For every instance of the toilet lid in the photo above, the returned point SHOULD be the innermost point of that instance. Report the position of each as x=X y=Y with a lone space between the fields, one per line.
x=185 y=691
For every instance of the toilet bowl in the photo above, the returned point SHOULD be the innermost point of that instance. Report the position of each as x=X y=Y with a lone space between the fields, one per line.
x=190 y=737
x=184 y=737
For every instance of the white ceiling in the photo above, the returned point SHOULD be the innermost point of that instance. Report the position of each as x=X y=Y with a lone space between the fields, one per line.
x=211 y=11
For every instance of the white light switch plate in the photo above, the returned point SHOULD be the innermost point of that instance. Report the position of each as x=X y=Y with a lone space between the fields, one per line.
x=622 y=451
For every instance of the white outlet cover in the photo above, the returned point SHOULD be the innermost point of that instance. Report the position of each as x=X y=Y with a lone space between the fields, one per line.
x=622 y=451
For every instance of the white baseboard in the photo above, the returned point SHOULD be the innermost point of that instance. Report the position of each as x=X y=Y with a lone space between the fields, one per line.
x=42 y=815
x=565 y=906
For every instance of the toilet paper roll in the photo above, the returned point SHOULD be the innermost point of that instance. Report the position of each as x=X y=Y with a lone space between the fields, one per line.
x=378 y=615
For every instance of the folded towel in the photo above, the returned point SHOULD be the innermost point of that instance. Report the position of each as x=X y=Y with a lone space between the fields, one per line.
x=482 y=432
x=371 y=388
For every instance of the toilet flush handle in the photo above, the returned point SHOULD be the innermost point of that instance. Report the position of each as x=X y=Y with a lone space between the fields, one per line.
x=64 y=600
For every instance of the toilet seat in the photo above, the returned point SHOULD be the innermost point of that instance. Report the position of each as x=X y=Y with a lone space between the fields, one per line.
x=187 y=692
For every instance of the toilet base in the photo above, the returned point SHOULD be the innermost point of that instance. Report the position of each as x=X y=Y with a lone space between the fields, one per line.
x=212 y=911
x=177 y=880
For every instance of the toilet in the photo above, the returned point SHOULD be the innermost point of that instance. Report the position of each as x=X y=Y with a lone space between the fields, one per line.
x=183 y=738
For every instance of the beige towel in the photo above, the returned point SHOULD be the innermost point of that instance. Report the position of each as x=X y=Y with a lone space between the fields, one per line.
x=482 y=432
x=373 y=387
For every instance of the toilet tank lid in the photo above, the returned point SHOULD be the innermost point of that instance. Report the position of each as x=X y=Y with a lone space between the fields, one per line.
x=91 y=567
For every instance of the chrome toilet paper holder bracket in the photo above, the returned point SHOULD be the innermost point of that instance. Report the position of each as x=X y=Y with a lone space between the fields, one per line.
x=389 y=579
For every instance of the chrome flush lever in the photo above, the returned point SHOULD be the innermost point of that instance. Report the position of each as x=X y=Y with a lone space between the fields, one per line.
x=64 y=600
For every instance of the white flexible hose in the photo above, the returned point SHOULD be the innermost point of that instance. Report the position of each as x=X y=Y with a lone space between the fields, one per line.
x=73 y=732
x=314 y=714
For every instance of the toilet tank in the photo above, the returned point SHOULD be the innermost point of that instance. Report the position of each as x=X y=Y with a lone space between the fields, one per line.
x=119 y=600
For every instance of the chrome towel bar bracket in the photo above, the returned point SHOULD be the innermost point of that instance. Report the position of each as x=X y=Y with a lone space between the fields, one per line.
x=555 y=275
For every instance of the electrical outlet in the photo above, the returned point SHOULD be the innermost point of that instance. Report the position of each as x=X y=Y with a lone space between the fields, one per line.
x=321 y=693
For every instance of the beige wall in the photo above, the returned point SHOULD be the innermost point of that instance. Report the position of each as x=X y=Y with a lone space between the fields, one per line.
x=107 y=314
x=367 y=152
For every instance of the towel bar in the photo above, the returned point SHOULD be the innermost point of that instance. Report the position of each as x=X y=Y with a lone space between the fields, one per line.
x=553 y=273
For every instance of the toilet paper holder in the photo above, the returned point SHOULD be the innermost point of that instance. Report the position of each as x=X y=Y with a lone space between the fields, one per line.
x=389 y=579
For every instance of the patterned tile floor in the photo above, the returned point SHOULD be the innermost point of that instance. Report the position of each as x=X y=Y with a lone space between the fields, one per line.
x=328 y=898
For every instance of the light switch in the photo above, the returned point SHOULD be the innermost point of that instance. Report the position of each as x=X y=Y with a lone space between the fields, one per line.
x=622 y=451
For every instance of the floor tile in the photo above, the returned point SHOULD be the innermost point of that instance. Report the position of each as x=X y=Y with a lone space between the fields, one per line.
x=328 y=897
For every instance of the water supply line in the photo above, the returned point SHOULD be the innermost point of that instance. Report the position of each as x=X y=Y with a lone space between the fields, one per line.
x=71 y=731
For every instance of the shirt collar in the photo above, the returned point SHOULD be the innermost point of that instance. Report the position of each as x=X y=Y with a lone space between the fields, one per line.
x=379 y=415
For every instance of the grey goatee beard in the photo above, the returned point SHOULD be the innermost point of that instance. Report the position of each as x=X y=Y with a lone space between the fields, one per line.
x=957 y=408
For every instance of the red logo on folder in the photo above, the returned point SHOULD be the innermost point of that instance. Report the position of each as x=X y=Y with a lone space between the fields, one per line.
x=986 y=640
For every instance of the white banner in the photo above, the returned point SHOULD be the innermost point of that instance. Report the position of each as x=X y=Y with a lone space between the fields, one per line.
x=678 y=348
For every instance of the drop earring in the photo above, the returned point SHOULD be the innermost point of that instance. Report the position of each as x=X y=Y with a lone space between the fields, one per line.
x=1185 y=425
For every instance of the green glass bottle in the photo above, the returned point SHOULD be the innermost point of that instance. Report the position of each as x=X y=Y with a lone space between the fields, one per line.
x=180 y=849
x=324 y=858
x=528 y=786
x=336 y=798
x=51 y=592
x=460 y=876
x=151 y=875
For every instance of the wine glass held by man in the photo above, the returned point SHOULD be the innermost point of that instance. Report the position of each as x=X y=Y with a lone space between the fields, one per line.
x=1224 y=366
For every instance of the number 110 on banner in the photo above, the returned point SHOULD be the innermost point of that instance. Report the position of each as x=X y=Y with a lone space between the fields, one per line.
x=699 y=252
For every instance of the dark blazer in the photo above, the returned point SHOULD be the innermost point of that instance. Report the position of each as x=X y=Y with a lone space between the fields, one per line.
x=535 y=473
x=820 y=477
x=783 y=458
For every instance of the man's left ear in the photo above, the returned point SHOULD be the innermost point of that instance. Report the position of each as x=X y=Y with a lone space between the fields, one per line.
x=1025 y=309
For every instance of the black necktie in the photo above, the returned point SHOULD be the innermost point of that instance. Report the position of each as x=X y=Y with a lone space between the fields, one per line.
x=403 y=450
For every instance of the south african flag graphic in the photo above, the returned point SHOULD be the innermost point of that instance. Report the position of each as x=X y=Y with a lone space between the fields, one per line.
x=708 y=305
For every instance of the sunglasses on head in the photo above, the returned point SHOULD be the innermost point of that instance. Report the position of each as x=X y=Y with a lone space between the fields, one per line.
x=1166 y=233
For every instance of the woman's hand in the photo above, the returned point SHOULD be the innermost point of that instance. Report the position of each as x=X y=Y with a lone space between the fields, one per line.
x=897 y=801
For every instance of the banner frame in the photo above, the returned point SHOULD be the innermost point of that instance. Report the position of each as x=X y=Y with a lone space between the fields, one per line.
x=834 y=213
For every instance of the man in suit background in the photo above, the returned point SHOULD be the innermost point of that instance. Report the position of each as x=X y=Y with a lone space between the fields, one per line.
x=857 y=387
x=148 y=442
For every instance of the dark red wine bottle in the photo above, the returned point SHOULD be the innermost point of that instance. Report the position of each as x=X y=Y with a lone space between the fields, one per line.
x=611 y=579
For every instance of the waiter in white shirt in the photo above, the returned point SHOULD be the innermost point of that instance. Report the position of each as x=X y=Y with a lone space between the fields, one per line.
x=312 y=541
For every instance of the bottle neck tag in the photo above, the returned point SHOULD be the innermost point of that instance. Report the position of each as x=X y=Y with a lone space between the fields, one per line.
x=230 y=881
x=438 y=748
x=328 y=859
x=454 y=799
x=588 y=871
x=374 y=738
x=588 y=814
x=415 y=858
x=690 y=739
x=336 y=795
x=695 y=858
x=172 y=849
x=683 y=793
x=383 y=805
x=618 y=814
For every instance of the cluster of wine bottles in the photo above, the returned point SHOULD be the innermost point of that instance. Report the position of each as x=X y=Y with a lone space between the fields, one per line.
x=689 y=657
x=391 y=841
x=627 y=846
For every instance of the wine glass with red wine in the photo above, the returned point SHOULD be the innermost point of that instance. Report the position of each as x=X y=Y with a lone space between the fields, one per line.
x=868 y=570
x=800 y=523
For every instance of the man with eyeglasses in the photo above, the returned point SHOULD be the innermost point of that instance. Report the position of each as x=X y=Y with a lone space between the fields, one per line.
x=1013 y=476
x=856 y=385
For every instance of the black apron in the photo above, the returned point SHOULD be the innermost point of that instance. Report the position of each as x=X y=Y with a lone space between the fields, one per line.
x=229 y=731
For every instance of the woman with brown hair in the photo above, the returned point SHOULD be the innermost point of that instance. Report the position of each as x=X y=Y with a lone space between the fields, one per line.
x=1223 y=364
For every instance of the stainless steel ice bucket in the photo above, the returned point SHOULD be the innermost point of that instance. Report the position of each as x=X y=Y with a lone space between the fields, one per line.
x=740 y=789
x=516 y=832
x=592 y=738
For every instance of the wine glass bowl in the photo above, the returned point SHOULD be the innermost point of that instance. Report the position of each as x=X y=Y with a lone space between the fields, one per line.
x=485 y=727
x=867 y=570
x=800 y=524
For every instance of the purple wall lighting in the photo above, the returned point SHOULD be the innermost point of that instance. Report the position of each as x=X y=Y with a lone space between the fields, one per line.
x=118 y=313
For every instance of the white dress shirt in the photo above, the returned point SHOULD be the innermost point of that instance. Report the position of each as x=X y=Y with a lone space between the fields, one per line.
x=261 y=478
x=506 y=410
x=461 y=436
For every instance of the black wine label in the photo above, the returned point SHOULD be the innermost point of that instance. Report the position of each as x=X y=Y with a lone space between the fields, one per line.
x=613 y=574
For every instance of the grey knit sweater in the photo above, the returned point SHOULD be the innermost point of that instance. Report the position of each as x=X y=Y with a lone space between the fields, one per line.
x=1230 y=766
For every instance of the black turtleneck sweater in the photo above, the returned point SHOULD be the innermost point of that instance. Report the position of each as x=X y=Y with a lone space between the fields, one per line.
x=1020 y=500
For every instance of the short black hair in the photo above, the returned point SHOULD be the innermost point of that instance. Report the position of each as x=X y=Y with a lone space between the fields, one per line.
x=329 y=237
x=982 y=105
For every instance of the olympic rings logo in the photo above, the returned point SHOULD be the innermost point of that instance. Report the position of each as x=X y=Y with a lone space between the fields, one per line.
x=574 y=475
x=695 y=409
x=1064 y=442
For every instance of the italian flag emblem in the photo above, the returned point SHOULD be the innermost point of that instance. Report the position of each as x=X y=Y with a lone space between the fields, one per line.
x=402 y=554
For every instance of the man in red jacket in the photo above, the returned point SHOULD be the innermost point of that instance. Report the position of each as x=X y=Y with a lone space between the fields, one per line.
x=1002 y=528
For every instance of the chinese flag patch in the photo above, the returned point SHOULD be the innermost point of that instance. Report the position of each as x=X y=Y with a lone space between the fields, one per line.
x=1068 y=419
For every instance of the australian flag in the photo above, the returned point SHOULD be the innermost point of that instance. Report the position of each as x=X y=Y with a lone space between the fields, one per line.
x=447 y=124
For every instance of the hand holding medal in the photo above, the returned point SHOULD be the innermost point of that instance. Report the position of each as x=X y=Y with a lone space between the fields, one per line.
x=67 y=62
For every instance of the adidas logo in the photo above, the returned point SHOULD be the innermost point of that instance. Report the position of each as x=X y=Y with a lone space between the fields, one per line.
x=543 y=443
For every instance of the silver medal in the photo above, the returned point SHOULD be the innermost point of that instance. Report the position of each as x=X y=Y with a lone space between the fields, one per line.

########

Objetivo. Transcreva sem qualquer alteração o trecho dos registros que se inicia na linha que contém "For every instance of the white flexible" e se encerra na linha que contém "x=553 y=273", incluindo ambas.

Saída completa.
For every instance of the white flexible hose in the photo above, the returned point SHOULD be the innermost point of that instance. Report the position of each as x=X y=Y with a lone space between the fields, one per line.
x=73 y=732
x=314 y=714
For every instance of the toilet tank in the photo above, the returned point SHOULD be the innermost point of that instance. Report the position of each as x=X y=Y with a lone space between the fields, one per line.
x=119 y=600
For every instance of the chrome towel bar bracket in the photo above, the returned point SHOULD be the innermost point of that instance. Report the position of each as x=X y=Y with a lone space between the fields, one per line.
x=555 y=275
For every instance of the electrical outlet in the photo above, the returned point SHOULD be the innermost point of that instance. Report the position of each as x=X y=Y with a lone space between the fields, one per line.
x=321 y=693
For every instance of the beige wall in the photo above, the returned point SHOULD be the innermost point of that instance. Report the position of each as x=X y=Y with a lone space between the fields, one per line.
x=107 y=314
x=367 y=152
For every instance of the towel bar in the photo above, the returned point SHOULD be the innermost point of that instance. Report the position of each as x=X y=Y with a lone space between the fields, one per line.
x=553 y=273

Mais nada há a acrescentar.